• _Task details_:
Please pick up the Metamath Proof Explorer page on the theorem injust after its last line and continue writing it.

• _Excerpt provided_:
Metamath Proof Explorer

Theorem injust

Description: Soundness justification theorem for df-in . (Contributed by Rodolfo Medina, 28-Apr-2010) (Proof shortened by Andrew Salmon, 9-Jul-2011)

• _Given information_:
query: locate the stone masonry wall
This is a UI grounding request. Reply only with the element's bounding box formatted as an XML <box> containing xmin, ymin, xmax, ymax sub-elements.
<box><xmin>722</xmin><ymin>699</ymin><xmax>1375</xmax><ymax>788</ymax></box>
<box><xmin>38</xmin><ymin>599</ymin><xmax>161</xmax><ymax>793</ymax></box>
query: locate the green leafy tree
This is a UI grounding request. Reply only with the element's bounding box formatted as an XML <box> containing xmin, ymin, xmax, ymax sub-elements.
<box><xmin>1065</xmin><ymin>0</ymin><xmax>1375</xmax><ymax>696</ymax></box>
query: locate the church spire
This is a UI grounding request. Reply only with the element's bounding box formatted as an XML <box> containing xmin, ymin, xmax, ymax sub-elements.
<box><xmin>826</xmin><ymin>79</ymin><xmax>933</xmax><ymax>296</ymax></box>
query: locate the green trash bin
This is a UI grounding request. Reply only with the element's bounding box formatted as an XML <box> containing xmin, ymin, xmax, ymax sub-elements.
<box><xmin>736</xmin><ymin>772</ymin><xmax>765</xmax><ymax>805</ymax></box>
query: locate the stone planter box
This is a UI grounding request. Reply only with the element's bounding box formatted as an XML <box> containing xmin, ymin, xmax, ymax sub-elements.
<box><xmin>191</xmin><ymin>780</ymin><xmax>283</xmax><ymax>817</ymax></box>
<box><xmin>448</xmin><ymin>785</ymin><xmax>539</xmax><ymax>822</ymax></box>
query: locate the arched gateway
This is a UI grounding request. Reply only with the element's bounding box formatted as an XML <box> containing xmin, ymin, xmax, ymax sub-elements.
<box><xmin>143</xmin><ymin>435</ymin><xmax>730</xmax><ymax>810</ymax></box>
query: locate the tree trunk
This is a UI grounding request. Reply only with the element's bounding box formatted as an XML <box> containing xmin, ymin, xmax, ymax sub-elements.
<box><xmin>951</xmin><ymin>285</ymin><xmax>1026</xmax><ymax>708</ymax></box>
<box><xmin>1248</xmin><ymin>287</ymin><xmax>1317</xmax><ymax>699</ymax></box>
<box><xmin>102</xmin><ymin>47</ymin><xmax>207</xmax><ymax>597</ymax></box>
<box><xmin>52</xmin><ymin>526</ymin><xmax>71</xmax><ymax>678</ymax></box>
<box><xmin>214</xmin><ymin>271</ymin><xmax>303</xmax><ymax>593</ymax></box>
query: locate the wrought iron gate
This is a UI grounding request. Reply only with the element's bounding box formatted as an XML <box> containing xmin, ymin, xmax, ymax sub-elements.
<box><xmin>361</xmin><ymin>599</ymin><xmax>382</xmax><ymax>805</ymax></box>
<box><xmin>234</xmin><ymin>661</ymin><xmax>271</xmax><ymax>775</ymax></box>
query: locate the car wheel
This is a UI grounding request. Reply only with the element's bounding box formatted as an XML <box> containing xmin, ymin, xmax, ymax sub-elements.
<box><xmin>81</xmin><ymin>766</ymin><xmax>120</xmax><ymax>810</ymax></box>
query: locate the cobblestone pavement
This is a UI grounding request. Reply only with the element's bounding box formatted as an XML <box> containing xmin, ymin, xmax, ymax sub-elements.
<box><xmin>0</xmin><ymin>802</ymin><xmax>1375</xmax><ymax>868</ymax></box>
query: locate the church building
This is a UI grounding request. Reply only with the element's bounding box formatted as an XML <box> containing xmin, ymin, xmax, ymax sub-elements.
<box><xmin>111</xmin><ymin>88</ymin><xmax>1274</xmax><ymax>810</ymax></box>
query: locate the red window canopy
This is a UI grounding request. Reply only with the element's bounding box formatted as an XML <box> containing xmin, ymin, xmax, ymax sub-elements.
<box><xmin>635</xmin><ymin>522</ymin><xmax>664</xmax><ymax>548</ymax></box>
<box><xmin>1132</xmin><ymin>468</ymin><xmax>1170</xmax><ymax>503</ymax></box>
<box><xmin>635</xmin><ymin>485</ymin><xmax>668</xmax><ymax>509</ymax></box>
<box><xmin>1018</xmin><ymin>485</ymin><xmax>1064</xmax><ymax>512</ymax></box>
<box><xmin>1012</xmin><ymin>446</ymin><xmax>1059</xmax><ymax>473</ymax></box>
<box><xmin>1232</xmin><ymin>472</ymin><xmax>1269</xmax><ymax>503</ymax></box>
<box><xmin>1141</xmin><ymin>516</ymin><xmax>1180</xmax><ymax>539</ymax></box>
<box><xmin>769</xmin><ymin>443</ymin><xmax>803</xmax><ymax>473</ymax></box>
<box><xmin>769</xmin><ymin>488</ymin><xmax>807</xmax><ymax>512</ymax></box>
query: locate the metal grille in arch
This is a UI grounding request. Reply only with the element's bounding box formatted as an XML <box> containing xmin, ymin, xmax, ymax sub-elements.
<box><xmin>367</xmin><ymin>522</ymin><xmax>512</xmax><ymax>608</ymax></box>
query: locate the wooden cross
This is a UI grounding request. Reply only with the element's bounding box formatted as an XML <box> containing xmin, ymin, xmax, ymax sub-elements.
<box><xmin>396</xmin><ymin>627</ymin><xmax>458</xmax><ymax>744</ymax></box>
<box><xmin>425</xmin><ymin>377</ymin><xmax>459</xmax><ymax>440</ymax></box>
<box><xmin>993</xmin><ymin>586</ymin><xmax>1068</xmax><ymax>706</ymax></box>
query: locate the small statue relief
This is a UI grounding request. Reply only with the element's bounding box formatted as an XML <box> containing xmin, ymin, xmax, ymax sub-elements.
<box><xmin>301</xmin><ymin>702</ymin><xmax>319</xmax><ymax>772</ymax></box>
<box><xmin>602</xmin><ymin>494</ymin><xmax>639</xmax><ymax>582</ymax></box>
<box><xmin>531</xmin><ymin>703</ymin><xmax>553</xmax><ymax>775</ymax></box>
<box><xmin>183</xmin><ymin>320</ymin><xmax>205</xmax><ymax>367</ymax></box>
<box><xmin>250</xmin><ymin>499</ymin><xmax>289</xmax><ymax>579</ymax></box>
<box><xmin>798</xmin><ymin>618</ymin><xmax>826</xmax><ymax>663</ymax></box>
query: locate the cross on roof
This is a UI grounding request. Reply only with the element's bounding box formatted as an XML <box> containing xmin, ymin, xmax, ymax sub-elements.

• _Expected answer_:
		Ref	Expression
	Assertion	injust	⊢ { 𝑥 ∣ ( 𝑥 ∈ 𝐴 ∧ 𝑥 ∈ 𝐵 ) } = { 𝑦 ∣ ( 𝑦 ∈ 𝐴 ∧ 𝑦 ∈ 𝐵 ) }

Proof

Step	Hyp	Ref	Expression
1		eleq1w	⊢ ( 𝑥 = 𝑧 → ( 𝑥 ∈ 𝐴 ↔ 𝑧 ∈ 𝐴 ) )
2		eleq1w	⊢ ( 𝑥 = 𝑧 → ( 𝑥 ∈ 𝐵 ↔ 𝑧 ∈ 𝐵 ) )
3	1 2	anbi12d	⊢ ( 𝑥 = 𝑧 → ( ( 𝑥 ∈ 𝐴 ∧ 𝑥 ∈ 𝐵 ) ↔ ( 𝑧 ∈ 𝐴 ∧ 𝑧 ∈ 𝐵 ) ) )
4	3	cbvabv	⊢ { 𝑥 ∣ ( 𝑥 ∈ 𝐴 ∧ 𝑥 ∈ 𝐵 ) } = { 𝑧 ∣ ( 𝑧 ∈ 𝐴 ∧ 𝑧 ∈ 𝐵 ) }
5		eleq1w	⊢ ( 𝑧 = 𝑦 → ( 𝑧 ∈ 𝐴 ↔ 𝑦 ∈ 𝐴 ) )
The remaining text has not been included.